### Task goal
Update the rows from the start through the line containing "x=266, y=232" by replacing "instance" with "occurrence", leaving everything else as it is. Return only those lines.

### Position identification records
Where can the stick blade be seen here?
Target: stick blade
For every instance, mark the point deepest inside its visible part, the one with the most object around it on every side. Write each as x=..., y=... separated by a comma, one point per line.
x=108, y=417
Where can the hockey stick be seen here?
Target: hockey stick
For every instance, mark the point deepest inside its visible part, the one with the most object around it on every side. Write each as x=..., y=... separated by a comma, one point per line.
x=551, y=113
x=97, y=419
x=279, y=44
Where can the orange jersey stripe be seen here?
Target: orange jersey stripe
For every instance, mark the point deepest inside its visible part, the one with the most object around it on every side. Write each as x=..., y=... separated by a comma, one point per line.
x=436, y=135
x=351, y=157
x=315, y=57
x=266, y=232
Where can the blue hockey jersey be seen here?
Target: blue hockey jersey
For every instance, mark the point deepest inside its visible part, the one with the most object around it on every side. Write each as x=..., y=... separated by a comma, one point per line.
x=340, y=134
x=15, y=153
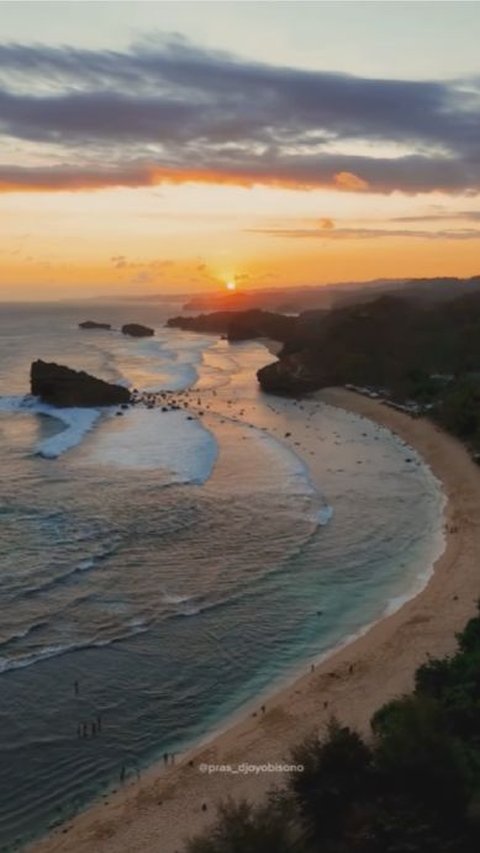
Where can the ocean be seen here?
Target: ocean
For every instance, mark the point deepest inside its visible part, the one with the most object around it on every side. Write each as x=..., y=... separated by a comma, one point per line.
x=158, y=573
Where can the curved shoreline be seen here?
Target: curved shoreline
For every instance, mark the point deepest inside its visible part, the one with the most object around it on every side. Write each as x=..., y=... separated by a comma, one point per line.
x=158, y=812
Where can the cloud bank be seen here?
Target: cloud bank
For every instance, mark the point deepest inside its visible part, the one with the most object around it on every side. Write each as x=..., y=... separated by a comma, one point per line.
x=167, y=111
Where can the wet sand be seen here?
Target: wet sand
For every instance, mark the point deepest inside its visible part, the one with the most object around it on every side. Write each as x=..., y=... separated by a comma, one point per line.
x=167, y=805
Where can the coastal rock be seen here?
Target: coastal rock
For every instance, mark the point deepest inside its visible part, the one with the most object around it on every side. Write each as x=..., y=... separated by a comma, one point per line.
x=290, y=375
x=91, y=324
x=62, y=386
x=136, y=330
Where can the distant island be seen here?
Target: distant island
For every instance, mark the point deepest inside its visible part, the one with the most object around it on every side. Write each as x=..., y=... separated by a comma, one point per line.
x=61, y=386
x=136, y=330
x=420, y=353
x=91, y=324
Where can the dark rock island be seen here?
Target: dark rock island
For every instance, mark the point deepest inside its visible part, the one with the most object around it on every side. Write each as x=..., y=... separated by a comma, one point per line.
x=62, y=386
x=136, y=330
x=91, y=324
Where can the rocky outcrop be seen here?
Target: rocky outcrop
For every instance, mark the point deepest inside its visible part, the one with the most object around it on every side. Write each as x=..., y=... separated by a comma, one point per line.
x=239, y=326
x=136, y=330
x=290, y=375
x=62, y=386
x=91, y=324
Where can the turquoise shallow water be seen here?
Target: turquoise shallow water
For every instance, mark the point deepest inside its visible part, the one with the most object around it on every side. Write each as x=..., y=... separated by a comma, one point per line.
x=174, y=569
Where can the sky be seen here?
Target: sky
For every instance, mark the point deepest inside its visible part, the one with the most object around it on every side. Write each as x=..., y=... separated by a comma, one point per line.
x=159, y=147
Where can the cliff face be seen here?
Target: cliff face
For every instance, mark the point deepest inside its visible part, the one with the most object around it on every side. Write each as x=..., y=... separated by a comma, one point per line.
x=61, y=386
x=291, y=375
x=91, y=324
x=383, y=343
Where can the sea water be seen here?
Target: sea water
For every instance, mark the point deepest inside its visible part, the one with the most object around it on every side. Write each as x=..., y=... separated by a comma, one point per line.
x=173, y=568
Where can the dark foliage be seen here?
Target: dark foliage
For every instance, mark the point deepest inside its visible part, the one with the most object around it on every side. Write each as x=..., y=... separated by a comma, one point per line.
x=414, y=789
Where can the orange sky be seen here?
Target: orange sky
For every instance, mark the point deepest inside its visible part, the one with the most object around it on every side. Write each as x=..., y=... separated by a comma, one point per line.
x=169, y=166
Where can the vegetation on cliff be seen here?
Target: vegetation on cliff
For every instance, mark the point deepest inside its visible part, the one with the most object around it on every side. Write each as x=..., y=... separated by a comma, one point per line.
x=414, y=787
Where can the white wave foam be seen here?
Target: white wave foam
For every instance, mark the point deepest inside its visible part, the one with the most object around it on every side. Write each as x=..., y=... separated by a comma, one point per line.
x=324, y=515
x=152, y=439
x=77, y=422
x=136, y=626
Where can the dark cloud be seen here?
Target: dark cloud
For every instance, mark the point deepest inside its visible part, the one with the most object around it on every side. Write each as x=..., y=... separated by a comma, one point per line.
x=368, y=233
x=166, y=110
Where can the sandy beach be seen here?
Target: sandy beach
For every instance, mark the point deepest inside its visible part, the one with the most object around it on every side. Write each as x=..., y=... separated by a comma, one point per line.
x=164, y=807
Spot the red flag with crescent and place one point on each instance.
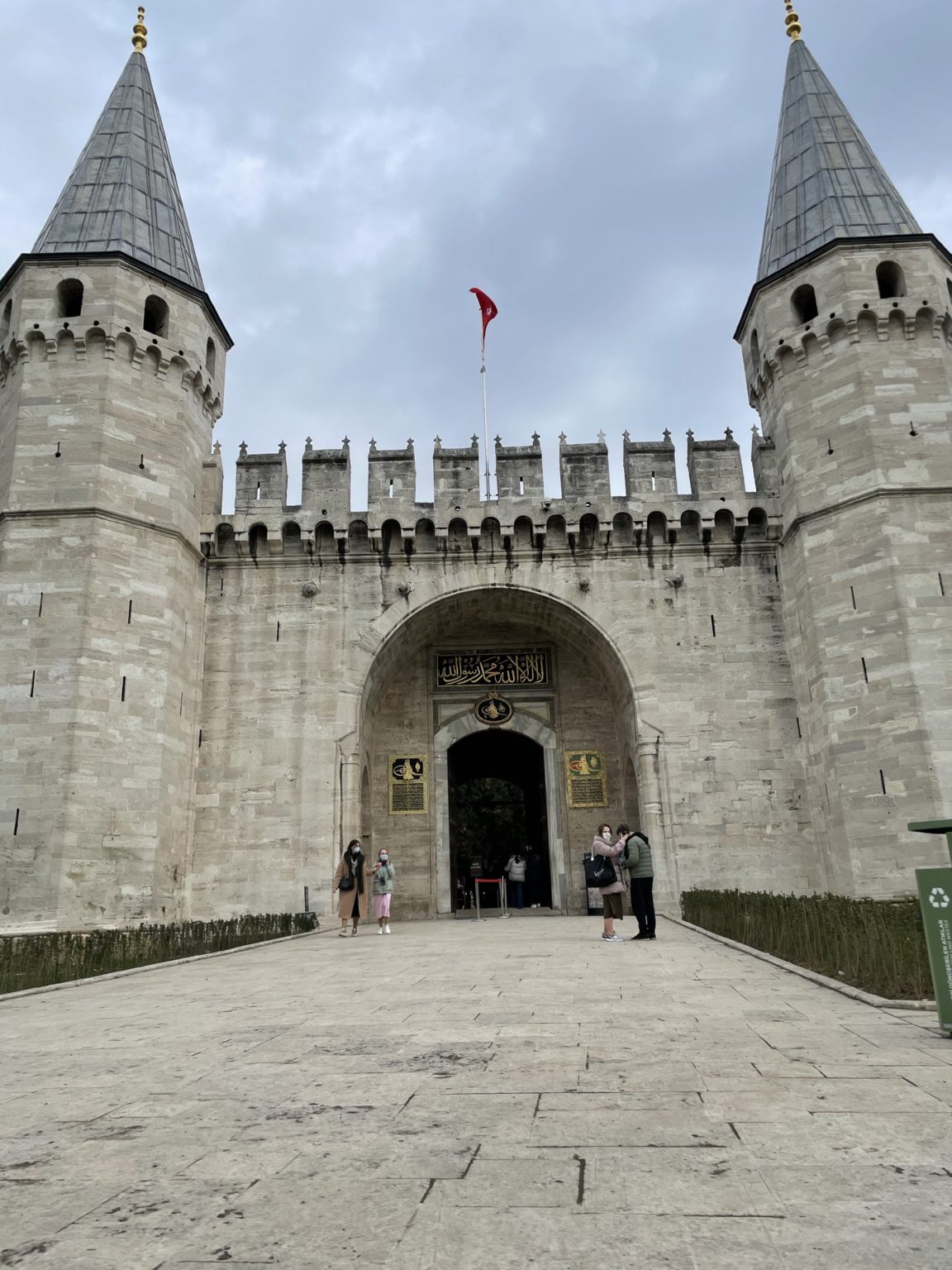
(487, 308)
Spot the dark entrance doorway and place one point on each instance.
(497, 808)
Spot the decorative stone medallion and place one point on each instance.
(493, 709)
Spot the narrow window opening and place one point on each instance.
(804, 303)
(69, 298)
(155, 317)
(890, 279)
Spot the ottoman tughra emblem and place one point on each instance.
(493, 709)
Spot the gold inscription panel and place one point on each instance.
(585, 781)
(407, 785)
(492, 670)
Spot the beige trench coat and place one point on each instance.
(347, 897)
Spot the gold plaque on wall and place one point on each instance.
(407, 785)
(493, 709)
(585, 781)
(493, 670)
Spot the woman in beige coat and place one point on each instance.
(353, 898)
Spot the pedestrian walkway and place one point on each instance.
(476, 1097)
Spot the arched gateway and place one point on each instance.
(494, 719)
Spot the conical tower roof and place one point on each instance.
(826, 182)
(122, 194)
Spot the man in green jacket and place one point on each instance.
(641, 876)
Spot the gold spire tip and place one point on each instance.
(139, 33)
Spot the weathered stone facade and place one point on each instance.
(198, 709)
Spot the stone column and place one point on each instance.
(653, 824)
(350, 799)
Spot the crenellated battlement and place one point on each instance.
(651, 514)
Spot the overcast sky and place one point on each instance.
(350, 172)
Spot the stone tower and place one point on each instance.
(847, 345)
(112, 362)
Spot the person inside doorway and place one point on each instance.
(383, 886)
(516, 873)
(637, 862)
(348, 881)
(613, 892)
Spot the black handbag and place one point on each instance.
(599, 871)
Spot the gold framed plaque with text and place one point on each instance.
(585, 780)
(407, 785)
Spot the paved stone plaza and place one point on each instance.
(474, 1096)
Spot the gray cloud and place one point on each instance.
(350, 172)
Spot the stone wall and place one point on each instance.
(101, 596)
(859, 404)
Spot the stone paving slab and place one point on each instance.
(511, 1094)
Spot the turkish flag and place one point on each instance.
(487, 308)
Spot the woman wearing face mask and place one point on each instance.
(611, 895)
(383, 878)
(350, 881)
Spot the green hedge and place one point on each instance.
(875, 945)
(36, 960)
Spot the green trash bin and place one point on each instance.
(935, 902)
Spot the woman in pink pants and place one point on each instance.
(383, 876)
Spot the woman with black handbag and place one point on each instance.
(610, 881)
(350, 881)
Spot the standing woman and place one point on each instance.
(516, 871)
(611, 895)
(383, 876)
(350, 881)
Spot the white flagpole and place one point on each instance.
(485, 413)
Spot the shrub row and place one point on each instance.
(875, 945)
(36, 960)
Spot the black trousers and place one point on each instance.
(642, 905)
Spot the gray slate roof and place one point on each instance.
(826, 182)
(122, 194)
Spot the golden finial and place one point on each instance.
(793, 19)
(139, 32)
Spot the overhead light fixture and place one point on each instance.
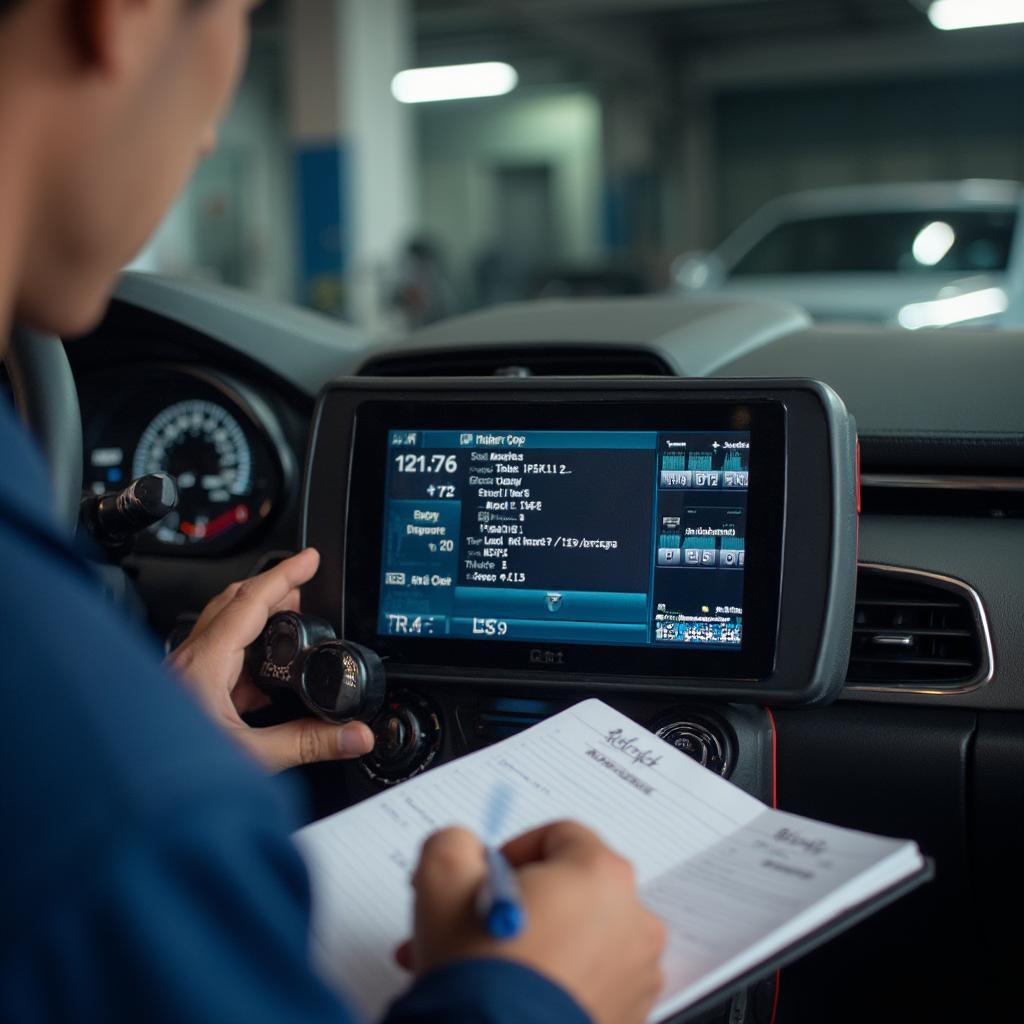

### Completed exercise
Where can the stick blade be seen here?
Target: stick blade
For every occurrence, mark the point deepest inside its visible part, the one with the most object around it on every side. Write each as x=..., y=... separated by a comma, one point per line.
x=108, y=417
Where can the hockey stick be seen here?
Target: hockey stick
For every occurrence, mark the point deepest inside its visible part, the one with the most object around it on every side. Write each as x=..., y=... separated by a comma, one point per line.
x=551, y=113
x=97, y=419
x=279, y=44
Where can the orange jersey stripe be seen here?
Target: orange jersey stripe
For every occurrence, mark the point deepest inside its visible part, the one with the most object around it on every side. Write each as x=..., y=... separated by a comma, one point per line.
x=436, y=135
x=351, y=157
x=315, y=57
x=266, y=232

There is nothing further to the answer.